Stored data
##############################

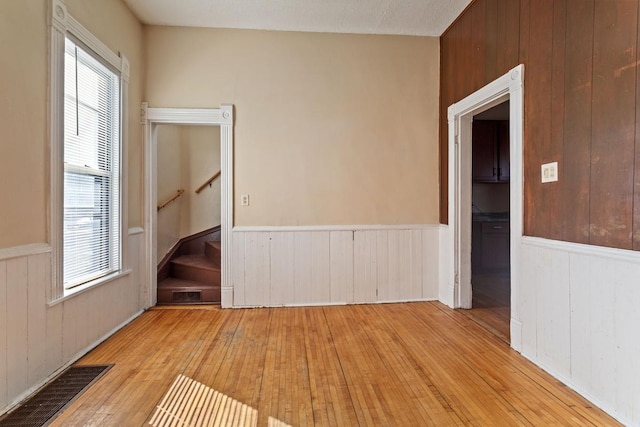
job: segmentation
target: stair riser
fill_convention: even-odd
[[[171,268],[173,270],[172,276],[177,279],[220,286],[220,271],[184,264],[173,264]]]
[[[184,303],[220,303],[220,289],[203,289],[199,291],[199,298],[185,300],[184,292],[196,292],[183,289],[158,289],[158,304],[184,304]]]

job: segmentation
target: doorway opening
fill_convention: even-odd
[[[509,101],[473,116],[471,309],[467,316],[509,342]]]
[[[233,106],[220,108],[141,107],[145,135],[145,278],[140,298],[150,307],[157,302],[158,289],[158,128],[161,125],[215,126],[220,132],[220,304],[233,306],[231,283],[231,229],[233,226]],[[191,190],[190,190],[191,191]],[[212,213],[212,217],[218,216]],[[216,221],[213,218],[214,222]],[[188,292],[187,292],[187,296]]]
[[[517,351],[522,348],[520,321],[520,243],[522,238],[523,168],[522,138],[524,118],[524,66],[518,65],[508,73],[451,105],[448,110],[449,128],[449,257],[448,280],[442,283],[441,300],[453,308],[473,306],[472,288],[472,218],[473,218],[473,123],[474,117],[508,101],[508,260],[509,269],[509,343]],[[477,120],[480,122],[481,120]],[[498,130],[496,130],[498,132]],[[504,154],[503,154],[504,156]],[[493,172],[493,167],[491,172]],[[497,171],[496,171],[497,172]],[[506,172],[506,171],[505,171]],[[504,215],[504,214],[503,214]],[[487,226],[491,227],[491,225]],[[496,229],[495,231],[498,231]],[[494,233],[498,234],[498,233]],[[489,241],[495,236],[489,236]],[[495,248],[496,239],[490,247]],[[500,240],[500,239],[498,239]],[[504,236],[501,240],[504,244]],[[495,249],[490,253],[494,255]],[[504,260],[504,258],[501,258]],[[476,280],[478,283],[478,280]],[[476,289],[477,291],[479,290]],[[504,298],[504,297],[503,297]]]

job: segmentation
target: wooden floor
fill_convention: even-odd
[[[115,366],[52,425],[148,425],[180,405],[213,419],[207,393],[259,426],[618,425],[437,302],[155,308],[78,364],[98,363]],[[169,393],[177,379],[196,387]]]
[[[470,310],[462,310],[470,319],[509,343],[511,322],[511,282],[509,273],[474,274],[471,278],[473,300]]]

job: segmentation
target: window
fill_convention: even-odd
[[[128,273],[126,132],[129,63],[50,0],[49,300]]]
[[[64,58],[63,282],[120,269],[120,78],[67,37]]]

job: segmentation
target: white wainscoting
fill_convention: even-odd
[[[234,307],[438,299],[439,225],[236,227]]]
[[[640,426],[640,253],[524,237],[522,354]]]
[[[51,249],[0,250],[0,413],[141,313],[143,237],[129,234],[129,274],[51,305]]]

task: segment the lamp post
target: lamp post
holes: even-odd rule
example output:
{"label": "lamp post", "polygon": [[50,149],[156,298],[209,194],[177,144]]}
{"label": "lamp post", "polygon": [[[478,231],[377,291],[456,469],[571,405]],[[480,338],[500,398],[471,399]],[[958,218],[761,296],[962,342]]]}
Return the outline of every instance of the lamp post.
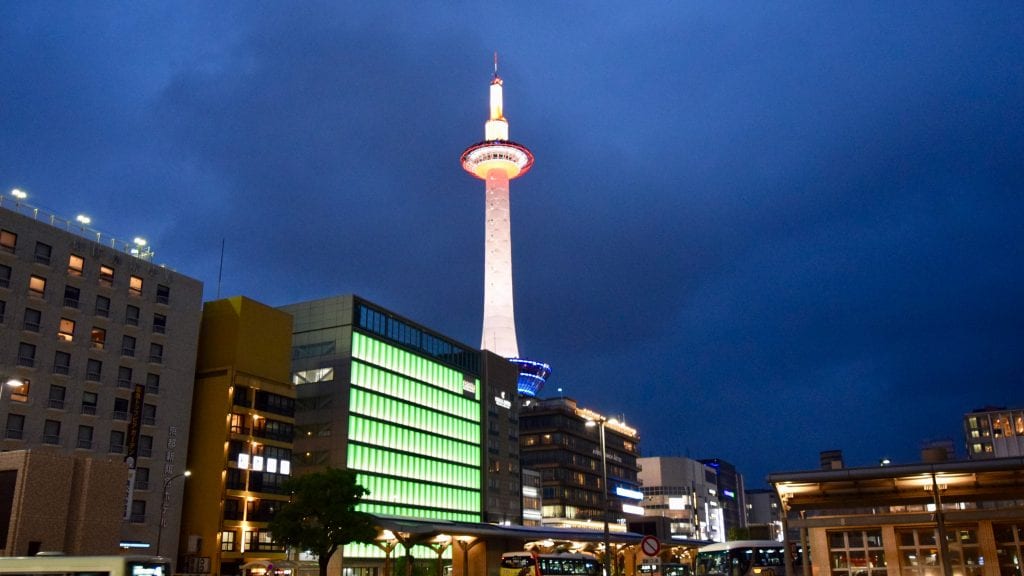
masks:
{"label": "lamp post", "polygon": [[177,480],[178,478],[188,478],[191,475],[192,475],[192,472],[190,472],[188,470],[185,470],[184,472],[182,472],[180,474],[175,474],[174,476],[170,476],[166,480],[164,480],[164,494],[163,494],[163,497],[160,499],[160,524],[158,524],[157,527],[156,527],[156,555],[157,556],[160,555],[160,541],[163,539],[163,535],[164,535],[164,519],[167,516],[167,489],[170,488],[171,482]]}
{"label": "lamp post", "polygon": [[0,386],[0,398],[4,397],[4,388],[10,388],[11,390],[14,390],[15,388],[21,388],[24,385],[25,381],[23,380],[19,380],[17,378],[8,378],[4,382],[4,385]]}
{"label": "lamp post", "polygon": [[597,426],[598,436],[601,438],[601,516],[604,519],[604,573],[605,576],[612,575],[611,561],[611,534],[608,531],[608,450],[604,441],[604,427],[608,419],[601,417],[597,420],[587,420],[587,426]]}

##############################

Exercise
This exercise requires the lines of the entries containing the string "target".

Exercise output
target: stair riser
target: doorway opening
target: wooden floor
target: window
target: white wainscoting
target: lamp post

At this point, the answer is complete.